──────── PROVIDED RECORDS ────────

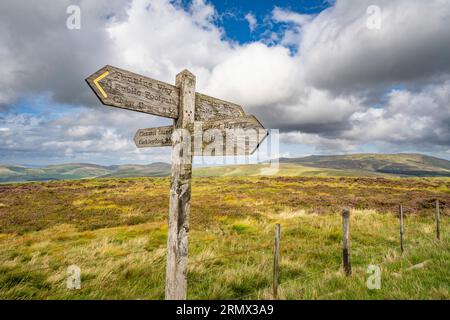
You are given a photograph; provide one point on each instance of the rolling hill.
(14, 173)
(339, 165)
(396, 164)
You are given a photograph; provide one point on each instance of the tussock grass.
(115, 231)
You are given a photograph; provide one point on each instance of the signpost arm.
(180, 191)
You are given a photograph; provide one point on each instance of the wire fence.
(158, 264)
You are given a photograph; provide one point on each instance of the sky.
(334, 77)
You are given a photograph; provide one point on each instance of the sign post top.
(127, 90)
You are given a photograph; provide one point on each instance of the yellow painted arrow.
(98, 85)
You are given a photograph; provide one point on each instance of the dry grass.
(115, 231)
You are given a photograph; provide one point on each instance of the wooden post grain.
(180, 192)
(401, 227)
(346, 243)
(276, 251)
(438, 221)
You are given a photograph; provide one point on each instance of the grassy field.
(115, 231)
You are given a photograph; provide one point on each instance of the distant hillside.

────────

◆ **STATED EXERCISE**
Rewrite the lines of every item above, swapping "photograph" for "image" wherever it occurs and keeping everything else unchanged. Do not include the pictures.

◆ **EXERCISE OUTPUT**
You are given a image; provide one point on each instance of the rolling hill.
(14, 173)
(339, 165)
(396, 164)
You are given a image; provide one point on each instance of the tussock grass.
(115, 231)
You are given a image; provide one point on each instance of the signpost arm.
(180, 191)
You are given a image; provide one point on each instance of the wire fence.
(158, 264)
You are given a image; provide one point on each instance of the sky.
(334, 77)
You are given a image; provide one point on each instance of the sign post top.
(127, 90)
You are given a image; provide one point on each instance of the yellow painted arrow.
(98, 85)
You are given a image; provide one point on each instance of the dry grass.
(115, 231)
You are given a image; provide one point on each instance of the wooden post grain.
(180, 192)
(401, 227)
(346, 243)
(276, 251)
(438, 221)
You are given a image; provide one point on each instance of the grassy field.
(115, 231)
You are given a image; provide one point on each instance of the distant hillside.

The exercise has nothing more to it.